| Provided text |
━━━

Mood: Monday

Happy Earth Day 2024! I have few details to provide about the creator of this art. I paid for and downloaded it digitally from the Etsy account Unlimited Extra, where it’s listed as Earth Day 2024: Everyday, Protect Environment, Save The Planet.

Every day should be Earth Day for sure. I hope you find a way to honor and provide stewardship of our beautiful planet today. I’ll shoot and add photos to this post later to show a little of Nature’s beauty at Houndstooth Hall.


Growth returning after I pruned these a few months back.

Scenes from Debby’s work around Fairy Cottage.

Some of Tim’s plants in the Hall’s front beds.

Tom always prunes the lantana after it freezes, and this one is already flourishing.

And in the other bed, this one always blooms later and is starting that now.

A peek at the tops of the mimosa and magnolia trees from the back yard.

Every morning…

…I play games. It began with one game, Spelling Bee, in my news feed. I didn’t play it the way other people played it. I had a single goal (there can be several with this game), and I waited until the next day to learn if I’d accomplished my goal (you can get immediate online solutions from many sources, but for me, waiting was a deliberate exercise in patience). I thought of the game as my mental acuity test: How well is my brain working this morning?

Through my same newsfeed, I started checking out Connections, and I was surprisingly good at it and got even better over time. Occasionally, I only correctly guess all four groups because the fourth is made up of my leftover choices, but once I see the answer, it makes sense, and I realized I sometimes have to put my logic aside and try to guess the game creators’ logic.

When the online game Wordle took off in 2022, I briefly glanced at it, but it didn’t grab me at the time. I knew several people who played, including Tom, Jim, and Timmy. Then, for whatever reason, Jim, Timothy, and I began talking about Wordle since Jim played it, and the next thing that happened was that both Tim and I began playing, and he, Jim, and I began sharing our game results in our ongoing text thread.

Online games are a slippery slope. Among the three of us, we are now playing and sharing our scores for:

And those include daily and weekly Quordle, and daily and deluxe Waffle. Other than Framed, all of them are word games (none of us, as far as I know, has interest in Sudoku, which is Tom’s numbers game, and so far, we haven’t ventured into any online crosswords games). We each have our games we’re strongest at, and let me assure you, Framed, in which you get six chances to identify a film based on six still photos from that film, is NOT my strong game. To entertain myself despite my abysmal ignorance of so many movies, I make up titles or choose actual movie titles that are so far from the actual movie that I have a secret hope the game creators have some kind of algorithm that provides them with the worst/silliest guesses.

━━━

| Stored records |
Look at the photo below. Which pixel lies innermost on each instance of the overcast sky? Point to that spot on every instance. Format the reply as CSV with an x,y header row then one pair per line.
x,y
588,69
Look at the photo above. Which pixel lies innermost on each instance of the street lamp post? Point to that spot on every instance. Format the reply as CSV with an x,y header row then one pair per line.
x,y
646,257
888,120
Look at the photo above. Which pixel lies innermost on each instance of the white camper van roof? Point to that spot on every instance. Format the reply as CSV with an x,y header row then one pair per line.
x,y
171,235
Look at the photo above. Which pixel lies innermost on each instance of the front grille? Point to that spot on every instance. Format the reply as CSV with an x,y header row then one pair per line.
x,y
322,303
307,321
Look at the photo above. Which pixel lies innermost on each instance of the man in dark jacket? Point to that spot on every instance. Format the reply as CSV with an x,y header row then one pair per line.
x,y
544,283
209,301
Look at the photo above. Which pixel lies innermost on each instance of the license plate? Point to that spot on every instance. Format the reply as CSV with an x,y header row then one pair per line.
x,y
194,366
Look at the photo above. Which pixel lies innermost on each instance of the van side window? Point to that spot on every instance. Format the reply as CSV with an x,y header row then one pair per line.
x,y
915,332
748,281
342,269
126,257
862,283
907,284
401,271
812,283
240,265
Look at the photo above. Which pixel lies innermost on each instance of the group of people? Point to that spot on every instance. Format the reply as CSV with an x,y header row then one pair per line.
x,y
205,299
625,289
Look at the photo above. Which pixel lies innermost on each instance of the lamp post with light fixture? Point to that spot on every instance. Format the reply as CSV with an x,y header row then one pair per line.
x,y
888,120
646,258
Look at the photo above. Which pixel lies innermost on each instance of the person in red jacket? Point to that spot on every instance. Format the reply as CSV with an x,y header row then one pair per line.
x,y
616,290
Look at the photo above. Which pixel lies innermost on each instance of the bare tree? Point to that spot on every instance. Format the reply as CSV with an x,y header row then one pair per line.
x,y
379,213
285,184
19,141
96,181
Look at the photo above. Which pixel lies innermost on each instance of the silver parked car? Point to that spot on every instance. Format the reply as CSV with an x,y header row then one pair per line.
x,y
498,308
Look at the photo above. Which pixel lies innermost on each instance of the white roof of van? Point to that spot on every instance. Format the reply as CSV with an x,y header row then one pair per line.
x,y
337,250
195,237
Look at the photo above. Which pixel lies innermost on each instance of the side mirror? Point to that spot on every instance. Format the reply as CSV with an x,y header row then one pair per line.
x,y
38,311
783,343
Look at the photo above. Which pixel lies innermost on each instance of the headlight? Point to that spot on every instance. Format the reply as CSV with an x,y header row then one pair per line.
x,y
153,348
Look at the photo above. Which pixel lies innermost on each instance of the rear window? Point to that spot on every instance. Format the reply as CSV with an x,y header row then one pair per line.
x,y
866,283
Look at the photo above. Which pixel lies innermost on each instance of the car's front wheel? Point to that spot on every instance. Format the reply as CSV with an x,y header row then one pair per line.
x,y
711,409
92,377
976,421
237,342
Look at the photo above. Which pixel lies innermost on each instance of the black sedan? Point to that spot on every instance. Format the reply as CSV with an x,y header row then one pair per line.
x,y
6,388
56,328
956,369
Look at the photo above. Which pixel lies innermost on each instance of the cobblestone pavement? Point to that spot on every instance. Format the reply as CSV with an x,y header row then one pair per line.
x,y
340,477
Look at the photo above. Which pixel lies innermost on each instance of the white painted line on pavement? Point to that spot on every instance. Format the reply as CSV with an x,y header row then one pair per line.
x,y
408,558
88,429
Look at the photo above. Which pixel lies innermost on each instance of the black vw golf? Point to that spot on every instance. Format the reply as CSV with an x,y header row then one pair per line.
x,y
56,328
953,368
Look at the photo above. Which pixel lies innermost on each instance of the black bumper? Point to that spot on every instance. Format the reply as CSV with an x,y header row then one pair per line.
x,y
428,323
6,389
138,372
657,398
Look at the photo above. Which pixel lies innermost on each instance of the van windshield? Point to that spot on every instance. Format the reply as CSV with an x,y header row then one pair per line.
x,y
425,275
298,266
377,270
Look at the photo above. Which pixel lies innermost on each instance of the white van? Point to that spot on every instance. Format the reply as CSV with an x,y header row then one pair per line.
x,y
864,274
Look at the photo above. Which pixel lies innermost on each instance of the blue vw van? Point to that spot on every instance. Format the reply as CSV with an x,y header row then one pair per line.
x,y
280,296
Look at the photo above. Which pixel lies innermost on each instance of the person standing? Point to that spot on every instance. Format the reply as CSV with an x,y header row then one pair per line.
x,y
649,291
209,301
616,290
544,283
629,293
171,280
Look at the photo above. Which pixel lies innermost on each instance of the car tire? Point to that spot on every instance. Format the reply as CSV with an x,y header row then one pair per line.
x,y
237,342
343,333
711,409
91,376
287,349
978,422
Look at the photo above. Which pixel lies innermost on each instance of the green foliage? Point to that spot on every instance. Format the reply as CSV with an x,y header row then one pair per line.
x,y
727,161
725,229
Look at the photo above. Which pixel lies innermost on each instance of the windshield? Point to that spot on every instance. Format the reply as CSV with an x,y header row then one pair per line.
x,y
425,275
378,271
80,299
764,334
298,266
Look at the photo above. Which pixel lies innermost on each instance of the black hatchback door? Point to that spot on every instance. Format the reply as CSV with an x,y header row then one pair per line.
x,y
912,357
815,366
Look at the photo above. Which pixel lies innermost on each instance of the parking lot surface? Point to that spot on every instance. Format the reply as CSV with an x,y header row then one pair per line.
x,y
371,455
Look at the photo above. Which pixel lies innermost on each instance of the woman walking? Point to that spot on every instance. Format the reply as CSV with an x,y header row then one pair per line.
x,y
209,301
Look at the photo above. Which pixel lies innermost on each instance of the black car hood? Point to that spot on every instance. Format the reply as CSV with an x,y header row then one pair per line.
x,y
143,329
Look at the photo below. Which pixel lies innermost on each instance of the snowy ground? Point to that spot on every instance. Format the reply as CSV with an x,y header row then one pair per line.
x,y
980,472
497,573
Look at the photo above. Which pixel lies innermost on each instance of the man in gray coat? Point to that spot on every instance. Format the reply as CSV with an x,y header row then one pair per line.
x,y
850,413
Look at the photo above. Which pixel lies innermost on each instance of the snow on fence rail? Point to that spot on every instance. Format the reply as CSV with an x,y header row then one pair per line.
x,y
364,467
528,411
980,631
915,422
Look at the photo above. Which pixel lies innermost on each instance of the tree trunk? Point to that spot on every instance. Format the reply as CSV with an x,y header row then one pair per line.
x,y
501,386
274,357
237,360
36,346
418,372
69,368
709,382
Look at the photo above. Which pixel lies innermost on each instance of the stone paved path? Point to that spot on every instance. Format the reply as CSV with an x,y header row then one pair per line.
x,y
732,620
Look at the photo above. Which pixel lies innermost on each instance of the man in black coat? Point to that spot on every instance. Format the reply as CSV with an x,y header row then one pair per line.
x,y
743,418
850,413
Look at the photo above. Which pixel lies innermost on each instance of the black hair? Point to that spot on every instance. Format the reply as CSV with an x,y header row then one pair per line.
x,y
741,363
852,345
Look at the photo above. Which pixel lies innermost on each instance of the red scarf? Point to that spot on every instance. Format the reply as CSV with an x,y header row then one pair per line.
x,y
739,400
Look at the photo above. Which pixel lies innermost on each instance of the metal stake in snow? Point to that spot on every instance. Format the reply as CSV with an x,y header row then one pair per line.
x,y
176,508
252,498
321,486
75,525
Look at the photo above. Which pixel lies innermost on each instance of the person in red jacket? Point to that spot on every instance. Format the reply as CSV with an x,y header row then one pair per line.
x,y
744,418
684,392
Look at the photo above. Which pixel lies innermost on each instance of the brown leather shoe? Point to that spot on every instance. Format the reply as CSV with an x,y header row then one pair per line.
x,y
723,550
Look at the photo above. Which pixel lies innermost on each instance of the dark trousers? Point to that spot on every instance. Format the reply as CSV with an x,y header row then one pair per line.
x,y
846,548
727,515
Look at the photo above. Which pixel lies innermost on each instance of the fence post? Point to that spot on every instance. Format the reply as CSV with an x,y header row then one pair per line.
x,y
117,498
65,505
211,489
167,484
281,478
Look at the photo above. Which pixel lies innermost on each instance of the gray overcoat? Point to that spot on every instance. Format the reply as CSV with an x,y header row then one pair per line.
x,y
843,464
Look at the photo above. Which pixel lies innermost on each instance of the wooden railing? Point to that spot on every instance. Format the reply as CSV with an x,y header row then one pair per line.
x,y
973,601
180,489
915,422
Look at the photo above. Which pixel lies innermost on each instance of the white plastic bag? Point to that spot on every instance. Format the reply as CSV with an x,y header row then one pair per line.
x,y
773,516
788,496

━━━

| Problems to work on |
**a)** According to the blog post, which Etsy account was the Earth Day art downloaded from?
**b)** Reproduce the blog post word for word, from "Mood: Monday" up to and including "at Houndstooth Hall.".
The data comes from a separate source, not from the blog post.

| Results for the exercise |
**a)** Unlimited Extra

**b)**
Mood: Monday

Happy Earth Day 2024! I have few details to provide about the creator of this art. I paid for and downloaded it digitally from the Etsy account Unlimited Extra, where it’s listed as Earth Day 2024: Everyday, Protect Environment, Save The Planet.

Every day should be Earth Day for sure. I hope you find a way to honor and provide stewardship of our beautiful planet today. I’ll shoot and add photos to this post later to show a little of Nature’s beauty at Houndstooth Hall.